# I'm at the end of my rope....



## sdcg76 (Feb 2, 2015)

I'll try to make this short and sweet, but please I'm already suffering with PPD so no rude replies, thanks

I have only been married 9 months but it's been hell. My son from a previous relationship was 16 at the time when DH came into our lives, well all was good, or so it seemed until we got married because DH and I had a fight (he was on the phone calling me everything under the sun) and my son walked in and asked could he please stop disrespecting me (it's always just been him and I, so he's protective of me) my DH threw the phone down and tried to beat my son up so I stepped in, and made DH leave, well that was last summer and we are still seperated as he still has anger issues among other things.

_Listed entries_
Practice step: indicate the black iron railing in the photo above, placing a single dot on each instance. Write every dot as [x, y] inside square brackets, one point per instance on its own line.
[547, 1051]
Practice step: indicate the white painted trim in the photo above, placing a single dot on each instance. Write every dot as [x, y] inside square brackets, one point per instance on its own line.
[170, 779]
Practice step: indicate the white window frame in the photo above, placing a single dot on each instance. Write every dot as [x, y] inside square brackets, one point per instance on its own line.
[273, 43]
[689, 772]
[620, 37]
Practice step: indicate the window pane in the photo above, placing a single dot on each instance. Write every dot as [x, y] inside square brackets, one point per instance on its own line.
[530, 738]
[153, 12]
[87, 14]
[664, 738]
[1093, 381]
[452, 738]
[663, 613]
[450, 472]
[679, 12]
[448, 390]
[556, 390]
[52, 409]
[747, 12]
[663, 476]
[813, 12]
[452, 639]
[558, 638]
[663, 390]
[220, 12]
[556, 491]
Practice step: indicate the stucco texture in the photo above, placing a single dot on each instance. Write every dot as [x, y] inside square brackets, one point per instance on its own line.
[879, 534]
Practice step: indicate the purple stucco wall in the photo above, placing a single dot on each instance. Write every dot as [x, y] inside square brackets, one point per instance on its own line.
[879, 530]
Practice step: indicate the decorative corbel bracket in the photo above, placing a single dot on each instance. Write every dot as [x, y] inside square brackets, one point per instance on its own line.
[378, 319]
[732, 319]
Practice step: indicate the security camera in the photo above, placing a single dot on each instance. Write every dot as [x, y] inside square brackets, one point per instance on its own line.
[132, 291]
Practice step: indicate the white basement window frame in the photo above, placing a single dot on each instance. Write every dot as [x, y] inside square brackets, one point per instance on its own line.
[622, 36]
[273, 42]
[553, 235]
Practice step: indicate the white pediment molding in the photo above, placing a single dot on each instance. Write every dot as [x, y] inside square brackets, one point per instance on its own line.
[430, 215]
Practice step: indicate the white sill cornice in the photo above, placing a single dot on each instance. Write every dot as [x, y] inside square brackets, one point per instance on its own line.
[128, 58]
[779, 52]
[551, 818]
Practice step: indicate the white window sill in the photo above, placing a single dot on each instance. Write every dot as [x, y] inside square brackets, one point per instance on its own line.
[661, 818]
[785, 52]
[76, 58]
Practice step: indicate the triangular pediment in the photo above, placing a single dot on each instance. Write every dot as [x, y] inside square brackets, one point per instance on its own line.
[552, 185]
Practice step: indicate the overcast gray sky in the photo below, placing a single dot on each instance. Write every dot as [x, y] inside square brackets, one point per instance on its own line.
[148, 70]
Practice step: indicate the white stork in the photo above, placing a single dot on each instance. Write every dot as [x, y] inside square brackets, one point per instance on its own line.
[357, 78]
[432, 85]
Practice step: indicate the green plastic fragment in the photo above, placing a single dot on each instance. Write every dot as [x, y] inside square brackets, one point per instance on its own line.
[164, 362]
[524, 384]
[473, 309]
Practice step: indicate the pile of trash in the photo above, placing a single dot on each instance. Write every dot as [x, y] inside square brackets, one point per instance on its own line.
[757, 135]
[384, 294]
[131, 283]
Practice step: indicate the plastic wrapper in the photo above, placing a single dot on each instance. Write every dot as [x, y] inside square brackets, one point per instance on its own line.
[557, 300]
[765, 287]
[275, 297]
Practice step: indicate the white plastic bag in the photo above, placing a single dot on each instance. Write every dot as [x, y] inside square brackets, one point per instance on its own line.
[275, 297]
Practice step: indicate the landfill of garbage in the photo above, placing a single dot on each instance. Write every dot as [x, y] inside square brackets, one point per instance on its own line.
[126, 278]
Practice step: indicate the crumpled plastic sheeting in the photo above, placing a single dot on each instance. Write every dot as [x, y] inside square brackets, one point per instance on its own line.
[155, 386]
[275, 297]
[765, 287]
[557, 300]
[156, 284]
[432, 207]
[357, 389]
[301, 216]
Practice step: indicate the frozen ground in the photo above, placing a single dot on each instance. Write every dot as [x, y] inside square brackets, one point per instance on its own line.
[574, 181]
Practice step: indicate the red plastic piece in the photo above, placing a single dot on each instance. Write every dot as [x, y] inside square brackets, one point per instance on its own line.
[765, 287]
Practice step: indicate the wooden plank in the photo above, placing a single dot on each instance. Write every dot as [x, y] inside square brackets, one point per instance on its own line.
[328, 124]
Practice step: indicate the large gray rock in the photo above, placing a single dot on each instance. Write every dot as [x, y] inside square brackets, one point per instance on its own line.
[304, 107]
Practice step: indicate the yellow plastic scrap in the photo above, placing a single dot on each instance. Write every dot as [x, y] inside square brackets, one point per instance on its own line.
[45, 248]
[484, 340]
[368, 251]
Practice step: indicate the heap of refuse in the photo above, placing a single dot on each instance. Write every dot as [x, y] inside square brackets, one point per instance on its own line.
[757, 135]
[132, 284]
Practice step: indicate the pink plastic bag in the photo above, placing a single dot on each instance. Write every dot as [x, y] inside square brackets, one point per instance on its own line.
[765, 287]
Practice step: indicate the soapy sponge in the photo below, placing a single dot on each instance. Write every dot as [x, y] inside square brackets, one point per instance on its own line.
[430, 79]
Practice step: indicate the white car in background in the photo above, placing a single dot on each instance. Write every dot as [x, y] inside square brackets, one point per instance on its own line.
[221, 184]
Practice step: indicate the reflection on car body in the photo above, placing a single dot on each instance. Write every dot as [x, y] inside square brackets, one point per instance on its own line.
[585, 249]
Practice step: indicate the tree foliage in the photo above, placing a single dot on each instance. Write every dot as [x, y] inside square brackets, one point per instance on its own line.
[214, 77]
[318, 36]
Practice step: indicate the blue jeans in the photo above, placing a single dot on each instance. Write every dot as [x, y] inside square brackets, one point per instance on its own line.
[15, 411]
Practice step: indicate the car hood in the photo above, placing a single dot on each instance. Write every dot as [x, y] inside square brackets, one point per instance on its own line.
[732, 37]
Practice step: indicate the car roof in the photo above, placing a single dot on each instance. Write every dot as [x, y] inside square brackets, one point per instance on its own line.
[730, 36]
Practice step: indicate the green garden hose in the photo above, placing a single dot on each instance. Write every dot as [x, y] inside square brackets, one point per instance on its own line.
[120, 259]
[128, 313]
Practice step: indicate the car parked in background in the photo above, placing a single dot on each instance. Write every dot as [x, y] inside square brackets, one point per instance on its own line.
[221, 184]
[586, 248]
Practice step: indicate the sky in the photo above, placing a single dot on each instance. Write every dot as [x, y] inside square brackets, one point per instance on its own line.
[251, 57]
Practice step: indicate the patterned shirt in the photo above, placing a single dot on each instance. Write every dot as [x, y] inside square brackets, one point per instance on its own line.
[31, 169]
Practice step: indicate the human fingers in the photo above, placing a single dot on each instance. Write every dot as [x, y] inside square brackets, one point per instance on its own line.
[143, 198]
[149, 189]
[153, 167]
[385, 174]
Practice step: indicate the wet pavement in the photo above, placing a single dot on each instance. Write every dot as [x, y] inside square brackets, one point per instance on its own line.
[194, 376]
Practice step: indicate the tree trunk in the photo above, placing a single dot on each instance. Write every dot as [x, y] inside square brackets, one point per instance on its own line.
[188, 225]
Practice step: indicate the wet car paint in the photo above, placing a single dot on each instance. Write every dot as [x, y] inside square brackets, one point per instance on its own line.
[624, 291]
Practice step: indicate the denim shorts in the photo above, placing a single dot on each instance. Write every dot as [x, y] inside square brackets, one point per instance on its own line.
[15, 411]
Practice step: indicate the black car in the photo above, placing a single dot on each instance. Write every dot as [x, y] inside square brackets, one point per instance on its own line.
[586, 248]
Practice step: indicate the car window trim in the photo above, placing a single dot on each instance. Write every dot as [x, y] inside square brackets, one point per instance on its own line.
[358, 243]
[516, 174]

_Work to complete_
According to the forum post above, what did DH do during the fight that the son walked in on? List each action.

_Answer to this task_
- He called the poster everything under the sun over the phone.
- He threw the phone down.
- He tried to beat the poster's son up.